▸ **EXTRACTED INFORMATION**
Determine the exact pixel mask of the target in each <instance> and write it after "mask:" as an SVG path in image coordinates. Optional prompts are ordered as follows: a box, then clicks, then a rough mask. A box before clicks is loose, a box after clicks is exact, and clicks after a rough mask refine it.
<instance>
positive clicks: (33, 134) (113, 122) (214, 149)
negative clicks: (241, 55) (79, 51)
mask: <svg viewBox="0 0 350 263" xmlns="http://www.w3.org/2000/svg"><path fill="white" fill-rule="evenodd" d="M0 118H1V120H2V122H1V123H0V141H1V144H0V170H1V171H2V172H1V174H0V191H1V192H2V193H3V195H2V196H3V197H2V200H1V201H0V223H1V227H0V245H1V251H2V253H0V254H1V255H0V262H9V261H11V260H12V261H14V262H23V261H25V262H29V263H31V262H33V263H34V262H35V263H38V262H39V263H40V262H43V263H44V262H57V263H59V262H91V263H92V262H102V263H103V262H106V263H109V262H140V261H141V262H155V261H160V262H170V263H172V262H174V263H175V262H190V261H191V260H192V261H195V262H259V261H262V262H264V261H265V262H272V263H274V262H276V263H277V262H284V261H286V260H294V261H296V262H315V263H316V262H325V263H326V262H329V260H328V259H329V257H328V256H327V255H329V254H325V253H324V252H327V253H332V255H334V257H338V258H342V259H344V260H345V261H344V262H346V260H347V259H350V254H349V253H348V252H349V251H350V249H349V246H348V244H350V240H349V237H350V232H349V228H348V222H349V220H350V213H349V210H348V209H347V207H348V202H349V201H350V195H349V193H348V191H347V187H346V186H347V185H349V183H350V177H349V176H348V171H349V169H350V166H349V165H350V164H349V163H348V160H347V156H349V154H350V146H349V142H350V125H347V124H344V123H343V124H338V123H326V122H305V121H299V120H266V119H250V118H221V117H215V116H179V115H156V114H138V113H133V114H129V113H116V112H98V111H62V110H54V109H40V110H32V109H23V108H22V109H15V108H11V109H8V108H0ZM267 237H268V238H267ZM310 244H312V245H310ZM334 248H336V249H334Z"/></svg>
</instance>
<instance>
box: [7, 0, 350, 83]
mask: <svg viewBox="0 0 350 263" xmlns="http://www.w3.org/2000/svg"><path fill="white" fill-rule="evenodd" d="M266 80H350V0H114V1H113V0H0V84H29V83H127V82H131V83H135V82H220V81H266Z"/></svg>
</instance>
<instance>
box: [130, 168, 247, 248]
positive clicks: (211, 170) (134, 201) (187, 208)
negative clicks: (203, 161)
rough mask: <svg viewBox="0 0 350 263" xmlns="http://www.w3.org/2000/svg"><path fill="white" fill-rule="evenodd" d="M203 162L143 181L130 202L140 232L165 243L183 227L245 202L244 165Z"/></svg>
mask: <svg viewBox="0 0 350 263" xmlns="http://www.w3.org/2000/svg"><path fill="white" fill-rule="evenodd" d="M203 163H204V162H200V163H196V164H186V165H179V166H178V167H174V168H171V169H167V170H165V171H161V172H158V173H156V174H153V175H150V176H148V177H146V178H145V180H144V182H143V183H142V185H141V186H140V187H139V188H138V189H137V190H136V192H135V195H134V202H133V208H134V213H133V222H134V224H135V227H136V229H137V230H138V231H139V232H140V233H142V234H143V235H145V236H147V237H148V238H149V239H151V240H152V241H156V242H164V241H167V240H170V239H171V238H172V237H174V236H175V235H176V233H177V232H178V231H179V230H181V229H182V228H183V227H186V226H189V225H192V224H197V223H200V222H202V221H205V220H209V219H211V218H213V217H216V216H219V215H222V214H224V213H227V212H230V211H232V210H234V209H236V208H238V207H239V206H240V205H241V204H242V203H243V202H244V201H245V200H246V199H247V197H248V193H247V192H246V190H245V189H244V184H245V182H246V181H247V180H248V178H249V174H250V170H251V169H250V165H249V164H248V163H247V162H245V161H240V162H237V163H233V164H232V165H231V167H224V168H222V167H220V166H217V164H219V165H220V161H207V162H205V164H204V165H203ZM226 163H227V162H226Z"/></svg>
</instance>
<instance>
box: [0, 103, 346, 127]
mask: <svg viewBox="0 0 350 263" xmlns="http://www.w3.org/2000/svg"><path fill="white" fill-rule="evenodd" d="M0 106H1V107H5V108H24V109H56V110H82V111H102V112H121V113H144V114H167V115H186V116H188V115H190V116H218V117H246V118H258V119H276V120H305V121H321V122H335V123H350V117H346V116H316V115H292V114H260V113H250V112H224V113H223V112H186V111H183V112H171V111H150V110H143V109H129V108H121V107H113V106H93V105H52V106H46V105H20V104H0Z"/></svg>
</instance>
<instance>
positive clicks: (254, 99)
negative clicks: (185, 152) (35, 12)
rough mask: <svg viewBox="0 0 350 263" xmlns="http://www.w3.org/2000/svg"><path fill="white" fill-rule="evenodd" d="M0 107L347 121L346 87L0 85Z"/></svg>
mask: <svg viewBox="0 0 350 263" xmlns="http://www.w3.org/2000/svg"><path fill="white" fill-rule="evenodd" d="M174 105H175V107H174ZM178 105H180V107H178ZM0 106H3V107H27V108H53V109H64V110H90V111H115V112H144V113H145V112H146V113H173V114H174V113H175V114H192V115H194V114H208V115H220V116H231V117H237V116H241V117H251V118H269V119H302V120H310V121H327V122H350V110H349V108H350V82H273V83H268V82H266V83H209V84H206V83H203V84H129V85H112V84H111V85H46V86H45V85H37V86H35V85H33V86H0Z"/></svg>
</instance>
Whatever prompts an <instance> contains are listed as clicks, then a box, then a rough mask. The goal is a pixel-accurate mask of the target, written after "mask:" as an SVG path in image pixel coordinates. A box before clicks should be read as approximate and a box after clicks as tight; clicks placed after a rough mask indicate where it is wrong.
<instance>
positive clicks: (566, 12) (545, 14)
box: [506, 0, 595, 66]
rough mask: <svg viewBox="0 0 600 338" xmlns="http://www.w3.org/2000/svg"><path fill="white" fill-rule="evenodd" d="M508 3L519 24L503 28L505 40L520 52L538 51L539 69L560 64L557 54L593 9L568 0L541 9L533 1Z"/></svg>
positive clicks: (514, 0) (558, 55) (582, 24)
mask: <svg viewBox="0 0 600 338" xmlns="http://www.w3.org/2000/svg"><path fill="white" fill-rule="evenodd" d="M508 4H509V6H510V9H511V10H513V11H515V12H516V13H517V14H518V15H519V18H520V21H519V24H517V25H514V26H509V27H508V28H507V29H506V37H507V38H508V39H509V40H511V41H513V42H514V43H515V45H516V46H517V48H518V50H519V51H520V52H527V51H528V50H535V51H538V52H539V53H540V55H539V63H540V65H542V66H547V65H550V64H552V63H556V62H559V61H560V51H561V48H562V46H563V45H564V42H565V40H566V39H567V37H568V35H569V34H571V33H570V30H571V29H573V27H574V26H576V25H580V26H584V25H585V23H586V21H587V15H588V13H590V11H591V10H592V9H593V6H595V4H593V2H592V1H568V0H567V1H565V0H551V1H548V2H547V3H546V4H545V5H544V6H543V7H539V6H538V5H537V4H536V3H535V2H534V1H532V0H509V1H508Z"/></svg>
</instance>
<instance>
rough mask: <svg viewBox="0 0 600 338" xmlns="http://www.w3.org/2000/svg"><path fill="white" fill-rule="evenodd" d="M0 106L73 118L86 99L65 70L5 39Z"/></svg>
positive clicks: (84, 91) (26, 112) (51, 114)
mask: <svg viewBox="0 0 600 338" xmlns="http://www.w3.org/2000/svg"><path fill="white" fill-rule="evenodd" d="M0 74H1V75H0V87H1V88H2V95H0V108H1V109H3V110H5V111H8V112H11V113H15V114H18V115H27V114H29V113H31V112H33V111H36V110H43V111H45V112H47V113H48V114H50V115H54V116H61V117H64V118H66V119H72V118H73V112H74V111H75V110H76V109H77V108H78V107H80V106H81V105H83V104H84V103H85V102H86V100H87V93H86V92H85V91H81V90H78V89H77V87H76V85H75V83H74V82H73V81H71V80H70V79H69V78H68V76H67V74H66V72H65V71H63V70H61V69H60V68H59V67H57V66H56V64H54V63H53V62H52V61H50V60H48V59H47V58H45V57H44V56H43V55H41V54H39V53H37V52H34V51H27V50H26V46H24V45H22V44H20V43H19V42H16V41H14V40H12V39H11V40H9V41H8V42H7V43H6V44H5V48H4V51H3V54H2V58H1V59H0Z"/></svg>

▸ **TASK DESCRIPTION**
From the first line of the listing above to the line that contains "positive clicks: (33, 134)", inclusive, restate every line word for word. Nothing else belongs in the answer.

▸ **RESPONSE**
Determine the exact pixel mask of the target in each <instance> and write it after "mask:" as an SVG path in image coordinates. Optional prompts are ordered as follows: a box, then clicks, then a rough mask. A box before clicks is loose, a box after clicks is exact, and clicks after a rough mask refine it.
<instance>
positive clicks: (33, 134) (113, 122) (214, 149)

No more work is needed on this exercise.